Francisco R. Figueroa | 12 diciembre 2014
El partido Podemos se ha colocado, con apenas once meses de vida, como alternativa a los dos partidos que dominan la vida pública española desde hace más de treinta años, con afán de ganar las próximas elecciones. Pero tiene pendiente refinar su oferta electoral y sortear riesgos, incluida la afinidad de su más notables dirigentes con la Venezuela chavista.
A medida que sube en intención de voto, el flamante partido se cura del calentón revolucionario de primera hora y se va dando una pátina de responsabilidad política y sentido de Estado mientras se sacude el polvo bolivariano para descaracterizarse como franquicia española del chavismo.
Esa es la etiqueta que le pegaron sus rivales de derecha debido a las relaciones íntimas con el régimen de Caracas de sus principales dirigentes, que en su día asesoraron al difunto ex teniente coronel Hugo Chávez, se colocaron incondicionalmente al lado de la «revolución» y contra la oposición venezolana, expresaron sólidas convicciones chavistas y exaltaron la obra del caudillo bolivariano.
Con unas u tras palabras se manifestaron en ese sentido Pablo Iglesias, Iñigo Errejón y Juan Carlos Monedero, que ocupan los lugares uno, dos y tres en la jerarquía de Podemos.
Pero ha llegado la hora del desmarcaje debido al recelo que esas amistades peligrosos despiertan en los sectores más moderados del electorado español, porque la clave del éxito, reconocidamente, está en el centro, a juzgar por lo que últimamente explica Iglesia, de treinta y seis años y secretario general de Podemos.
Iglesias manifiesta, por ejemplo, que la referencia para él no es Sudamérica sino la socialdemocracia nórdica, en un desmarque evidente de la Venezuela de Nicolás Maduro, legatario de Chávez.
«La corrupción en Venezuela es escandalosa. Me gusta más lo que hacen en Ecuador, pero para gobernar España me voy a fijar más en lo que se hace en Noruega o Finlandia (...) No nos vamos a fijar en lo que hacen en países de la periferia mundial (...) No estamos haciendo una revolución sino algo más modesto: que la gente se empodere», precisó Iglesias en la televisión pública.
Por su lado, Errejón, el número dos, de treinta y un años, pone de manifiesto que en el programa de Podemos «no hay nada de Venezuela ni de chavismo». A renglón seguido califica de «analfabetos políticos» a quienes creen que lo que sucede en Venezuela es un modelo para España.
Nada más lejos —arguye— porque es «absurdo tratar de imitar cosas que suceden en muchos lugares distantes, que tienen sus virtudes pero también sus fallos». «Venezuela en modo alguno es una hoja de ruta para lo que tiene que suceder en España», remacha.
La relación entusiástica de los principales dirigentes de Podemos con la «revolución bolivariana» y sus alabanzas apasionadas a Chávez y su legado, recuperadas en vídeos de Internet, se han convertido en el flanco débil por donde la activa maquinaria de la guerra política y mediática conservadora más duramente les embiste, mientras que presentan al chavismo como una fracasada aventura populista, neocomunista y liberticida.

## DATOS MOSTRADOS
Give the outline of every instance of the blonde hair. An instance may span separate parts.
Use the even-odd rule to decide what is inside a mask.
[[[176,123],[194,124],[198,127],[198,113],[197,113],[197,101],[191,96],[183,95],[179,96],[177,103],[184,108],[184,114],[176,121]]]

## TAREAS REQUERIDAS
(a) Según el fragmento, ¿qué referencia dice tener Iglesias en lugar de Sudamérica?
(b) Explica, de acuerdo con el fragmento, por qué ha llegado para Podemos la hora de desmarcarse de Venezuela.
(c) Indica si cada afirmación coincide con el fragmento y cita las palabras que lo deciden: (i) Podemos tiene menos de un año de vida; (ii) Errejón es el secretario general de Podemos; (iii) Iglesias considera escandalosa la corrupción en Venezuela.
Las líneas forman un material independiente del fragmento.

## SOLUCIONES
(a) La socialdemocracia nórdica.

(b) Porque los vínculos de sus dirigentes con el régimen venezolano despiertan recelo en los sectores más moderados del electorado español. Según explica Iglesias, la clave del éxito está en el centro.

(c)
(i) Sí: «con apenas once meses de vida».
(ii) No: «Errejón, el número dos».
(iii) Sí: «La corrupción en Venezuela es escandalosa».